──────── 抜粋 ────────

グリア細胞の多様な働きは、胎児脳を築き上げ、伸び出した軸索を結合点まで導いて神経系を配線し、結合が損傷すれば、それを修復する。軸索を駆け抜けるインパルスを感知し、シナプスでの会話に耳を傾け、シナプスでの交信にニューロンが使用している信号を調節し、エネルギー源と神経伝達物質の基質をニューロンに提供する。さらに、広い領域のシナプスやニューロンを機能集団と結びつけて、ニューロンから受け取った情報をグリア独自のネットワークを通じて統合し、伝播する。神経毒や神経保護因子を放出し、シナプスを接続あるいは切断し、シナプス間隙を出入りする。新たなニューロンを産出し、血管系や免疫系とも交信する。ニューロンの通信回線を絶縁し、そこを通るインパルスの速度を調節する。

 グリア細胞は高次機能、認知機能、可塑性、学習、老化、男女差、種類など、どのような関係性があるのか、まだまだ、解明されていない。グリア細胞はまさに、ニューロンをつなぐ糊のような細胞である。治療においてニューロンレベルの脳の可塑性だけではなく、グリア細胞も考慮した治療を考えて行かなければ、的確な治療に結びつかない。アインシュタインが時代を超えて教えてくれているような気がする。

──────── データ記録 ────────

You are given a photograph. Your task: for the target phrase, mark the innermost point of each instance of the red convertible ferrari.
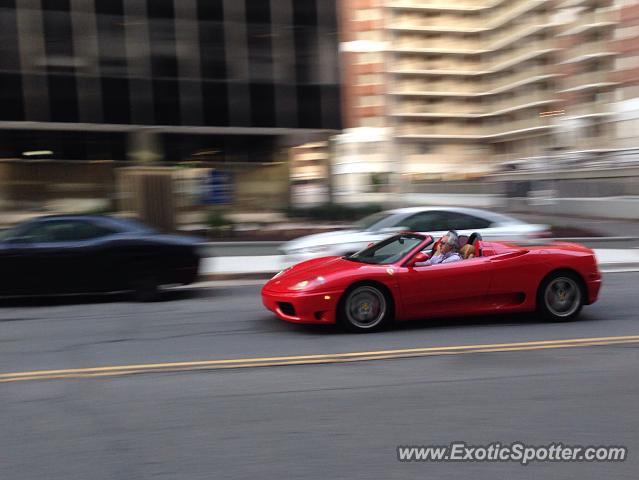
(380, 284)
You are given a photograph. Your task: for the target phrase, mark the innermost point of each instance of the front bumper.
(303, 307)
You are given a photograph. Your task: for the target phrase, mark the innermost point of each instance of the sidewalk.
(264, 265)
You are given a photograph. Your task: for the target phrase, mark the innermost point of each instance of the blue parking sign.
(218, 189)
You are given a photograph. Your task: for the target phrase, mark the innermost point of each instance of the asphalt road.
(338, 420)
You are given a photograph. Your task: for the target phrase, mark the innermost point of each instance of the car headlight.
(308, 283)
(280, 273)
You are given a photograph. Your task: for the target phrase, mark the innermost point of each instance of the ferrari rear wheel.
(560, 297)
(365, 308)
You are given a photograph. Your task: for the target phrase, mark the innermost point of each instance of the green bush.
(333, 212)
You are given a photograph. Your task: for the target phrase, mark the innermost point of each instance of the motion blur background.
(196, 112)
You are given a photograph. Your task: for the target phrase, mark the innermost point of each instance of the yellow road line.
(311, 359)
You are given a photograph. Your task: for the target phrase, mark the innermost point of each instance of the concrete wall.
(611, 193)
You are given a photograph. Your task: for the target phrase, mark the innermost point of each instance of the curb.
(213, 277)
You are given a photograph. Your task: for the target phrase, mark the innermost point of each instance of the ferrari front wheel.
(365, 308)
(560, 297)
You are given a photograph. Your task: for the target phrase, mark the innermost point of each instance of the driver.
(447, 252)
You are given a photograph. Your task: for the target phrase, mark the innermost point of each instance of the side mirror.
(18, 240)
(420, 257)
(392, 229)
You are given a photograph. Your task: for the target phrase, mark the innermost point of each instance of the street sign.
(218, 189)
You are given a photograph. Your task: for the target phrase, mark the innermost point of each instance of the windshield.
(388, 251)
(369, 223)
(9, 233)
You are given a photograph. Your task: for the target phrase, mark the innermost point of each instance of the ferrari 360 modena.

────────

*担当課題 1*:
抜粋で、グリア細胞との関係性がまだ解明されていないものとして挙げられている項目をすべて書き出してください。
*担当課題 2*:
抜粋のうち「グリア細胞の多様な働きは、胎」で始まり「インパルスの速度を調節する。」で終わる部分を、一字も変えずに再現せよ。

*解答欄 1*:
高次機能、認知機能、可塑性、学習、老化、男女差、種類

*解答欄 2*:
グリア細胞の多様な働きは、胎児脳を築き上げ、伸び出した軸索を結合点まで導いて神経系を配線し、結合が損傷すれば、それを修復する。軸索を駆け抜けるインパルスを感知し、シナプスでの会話に耳を傾け、シナプスでの交信にニューロンが使用している信号を調節し、エネルギー源と神経伝達物質の基質をニューロンに提供する。さらに、広い領域のシナプスやニューロンを機能集団と結びつけて、ニューロンから受け取った情報をグリア独自のネットワークを通じて統合し、伝播する。神経毒や神経保護因子を放出し、シナプスを接続あるいは切断し、シナプス間隙を出入りする。新たなニューロンを産出し、血管系や免疫系とも交信する。ニューロンの通信回線を絶縁し、そこを通るインパルスの速度を調節する。